**Excerpted passage:**
********************

Capitalist formations and the production of harm

This chapter seeks to progress the argument that structural harms are preventable through further articulating and elaborating the idea that these harms result from ‘alterable’ social relations. This argument is forged from a position that there are no ‘natural’ rates of harms within society, and that the experience of harms will vary according to the mode of social organisation that takes hold within a given society. Therefore, if it is possible for nation states to ‘organise out’ or to reduce harms in comparison to other similarly placed societies, one might conclude that harm is not inevitable; rather, it is a product of ‘alterable’ social relations. As a starting point for this discussion, it is argued that the organising features of capitalism are inherently harmful, so that the harms that different nation states produce will only vary in extent but not in their nature – indeed, the eradication of harms resulting from capitalist exploitation, alienation and commodification are only possible through alternative social forms. In part, the variation of harms identified between nation states may be explained by the ‘embedded’ liberal forms that developed in many advanced industrialised nations, following the initial and particularly injurious phases of capitalism, and have served to ameliorate the more harmful aspects of capitalism that result from its ‘purest’ laissez-faire form. Therefore, the variation in the experience and extent of harm between nation states will depend on the ‘embedded’ liberal forms that have developed and the nature of the form that harm reduction systems take. With the advent of a variety of neoliberal projects, it is argued that the generative contexts of harm that neoliberal policies create, as well as the dismantling of harm reduction systems, serve to promote more harmful social forms. It is proposed that the impact of neoliberalism has not been uniform, with some formations more receptive to the reforming strategies of these projects. The chapter concludes by developing a ‘typology’ that seeks to categorise nation states according to the harm reduction characteristics they demonstrate – so that these theoretical arguments may be explored further in the empirical analyses presented in later chapters.

********************

(Coordinate annotation entries)
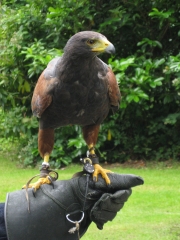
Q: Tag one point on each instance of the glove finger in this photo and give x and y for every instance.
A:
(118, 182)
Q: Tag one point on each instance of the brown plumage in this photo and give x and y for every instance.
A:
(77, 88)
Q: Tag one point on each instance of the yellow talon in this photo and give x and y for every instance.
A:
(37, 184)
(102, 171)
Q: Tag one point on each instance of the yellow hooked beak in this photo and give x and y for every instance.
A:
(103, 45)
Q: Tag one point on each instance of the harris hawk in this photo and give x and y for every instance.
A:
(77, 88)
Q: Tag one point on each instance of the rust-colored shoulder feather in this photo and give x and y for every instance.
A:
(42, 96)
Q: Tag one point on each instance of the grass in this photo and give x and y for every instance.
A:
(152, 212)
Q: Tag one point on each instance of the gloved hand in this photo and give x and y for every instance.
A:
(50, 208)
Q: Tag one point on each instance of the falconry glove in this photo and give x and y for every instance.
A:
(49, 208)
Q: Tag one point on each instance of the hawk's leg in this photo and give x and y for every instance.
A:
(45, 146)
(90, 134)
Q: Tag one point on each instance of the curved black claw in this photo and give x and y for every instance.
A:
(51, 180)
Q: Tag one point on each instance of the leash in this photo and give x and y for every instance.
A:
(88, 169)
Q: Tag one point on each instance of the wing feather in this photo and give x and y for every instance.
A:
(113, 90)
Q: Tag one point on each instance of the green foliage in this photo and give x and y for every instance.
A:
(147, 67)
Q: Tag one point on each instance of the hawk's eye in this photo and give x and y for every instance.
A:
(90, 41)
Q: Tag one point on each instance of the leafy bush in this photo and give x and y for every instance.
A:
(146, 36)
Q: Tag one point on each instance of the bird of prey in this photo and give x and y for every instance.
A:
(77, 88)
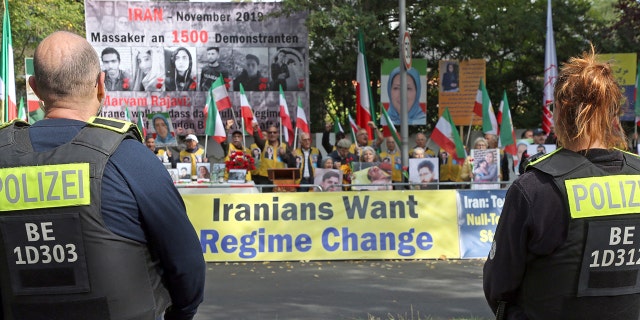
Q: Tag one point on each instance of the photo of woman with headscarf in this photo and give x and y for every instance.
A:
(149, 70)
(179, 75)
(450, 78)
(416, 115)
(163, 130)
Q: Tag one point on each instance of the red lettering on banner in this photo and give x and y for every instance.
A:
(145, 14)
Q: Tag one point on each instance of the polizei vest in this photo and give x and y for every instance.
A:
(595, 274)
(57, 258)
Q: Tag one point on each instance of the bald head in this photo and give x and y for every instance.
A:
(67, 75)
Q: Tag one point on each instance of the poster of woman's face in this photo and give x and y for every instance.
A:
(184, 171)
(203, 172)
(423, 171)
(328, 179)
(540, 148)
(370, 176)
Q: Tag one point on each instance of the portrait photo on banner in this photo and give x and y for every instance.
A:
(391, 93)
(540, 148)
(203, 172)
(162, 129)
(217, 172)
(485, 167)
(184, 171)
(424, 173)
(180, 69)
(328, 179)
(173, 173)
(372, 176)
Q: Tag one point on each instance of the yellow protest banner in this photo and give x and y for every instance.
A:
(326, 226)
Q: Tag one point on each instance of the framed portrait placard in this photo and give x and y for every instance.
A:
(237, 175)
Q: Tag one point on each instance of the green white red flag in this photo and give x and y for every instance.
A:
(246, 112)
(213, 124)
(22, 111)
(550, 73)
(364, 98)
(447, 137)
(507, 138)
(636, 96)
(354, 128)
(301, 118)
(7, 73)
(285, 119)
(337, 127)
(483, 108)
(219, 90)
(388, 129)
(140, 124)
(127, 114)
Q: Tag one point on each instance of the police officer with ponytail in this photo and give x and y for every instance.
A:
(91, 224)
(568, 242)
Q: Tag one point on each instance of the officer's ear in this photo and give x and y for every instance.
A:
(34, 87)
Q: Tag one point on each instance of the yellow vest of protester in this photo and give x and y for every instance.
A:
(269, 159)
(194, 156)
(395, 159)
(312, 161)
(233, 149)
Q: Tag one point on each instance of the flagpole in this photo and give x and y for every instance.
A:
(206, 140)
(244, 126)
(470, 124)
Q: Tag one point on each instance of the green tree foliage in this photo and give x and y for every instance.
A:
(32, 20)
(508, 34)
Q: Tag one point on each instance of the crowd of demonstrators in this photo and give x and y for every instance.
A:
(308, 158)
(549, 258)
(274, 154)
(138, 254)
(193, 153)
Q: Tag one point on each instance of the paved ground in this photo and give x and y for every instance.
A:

********************

**To be done:**
[a] In the entries, starting at the line containing "Q: Tag one point on each instance of the framed" and going through the end of the entries, swap "demonstrators" for "marchers" and give that section again with nothing else changed.
[b] Carry on the passage about capitalism and the production of harm from the point where it stops.

**Expected responses:**
[a]
Q: Tag one point on each instance of the framed portrait placard in this photo and give x and y for every instance.
A:
(237, 175)
Q: Tag one point on each instance of the green white red flag in this photo and give x and y for every instance.
A:
(246, 112)
(213, 124)
(22, 111)
(550, 73)
(364, 98)
(447, 137)
(507, 138)
(636, 96)
(354, 128)
(301, 118)
(7, 73)
(285, 119)
(337, 127)
(483, 108)
(219, 90)
(388, 129)
(140, 124)
(127, 114)
Q: Tag one point on each instance of the police officer with ponytail in this photo and give x and y for every instance.
A:
(91, 224)
(568, 242)
Q: Tag one point on each instance of the officer's ear in this photo and give x and y for every instance.
A:
(34, 87)
Q: Tag one point on each instance of the yellow vest of protester in this photo and give x and y for every instance.
A:
(269, 159)
(194, 156)
(395, 159)
(312, 161)
(233, 149)
Q: Tag one point on each instance of the flagpole in this photo and give x and y for every instance.
A:
(206, 140)
(244, 126)
(470, 124)
Q: Tag one point on each instance of the green tree foliage in this photo and give x and y for every instance.
A:
(32, 20)
(508, 34)
Q: Tag one point on each instance of the crowd of marchers in this photo and give x and y for every instance.
A:
(308, 158)
(549, 258)
(274, 154)
(138, 254)
(193, 153)
Q: Tag one point on each instance of the paved ground in this photo and give x and y for every instance.
A:

[b]
Harmful features of capitalism
A key theme of the book explores varieties of capitalist form and contrasts the harms they produce. It is important that divergence is not overstated and in the process the inherently harmful nature of capitalism is omitted from consideration. As explained above, while the extent of harms may vary, the nature of these harms remains the same. Thus, the fundamental characteristics of harms are replicated across diverse capitalist forms. Indeed, Garside’s observations that social harm analyses have, to date, focused on the latest capitalist phase, neoliberalism, at the expense of an analysis of the structural features of capitalism that persist across time and space, is particularly relevant here. As Garside (2013, p 251) convincingly argues, neoliberalism ‘offers a poor starting point for understanding the underlying dynamic of the production of social harm’; therefore, Marx’s critique of capitalism frames this analysis.
Capitalist systems are often viewed as dynamic social forms driving human progress and civilisation, producing the goods and services that we rely on and could not exist without. Yet, as Marx taught us, the production, distribution and flows of capital that ensure the continuity of these social arrangements also cause widespread harms – in many respects, as the remainder of this section suggests, the production of these harms is a necessary feature of the system (Hillyard and Tombs, 2004). As Garside forcefully reminds us, ‘throughout its history the operations of capitalism have been associated with the most profound social harms’ (2013, p 252). To avoid rehearsing well-known criticisms of capitalism that Marx’s work has given rise to, this section details the key tenets of the critique, and relates these to the three constitutive categories of social harm identified in the previous chapter. In doing so, an argument begins to build that these harms are inherent features of this form of social organisation.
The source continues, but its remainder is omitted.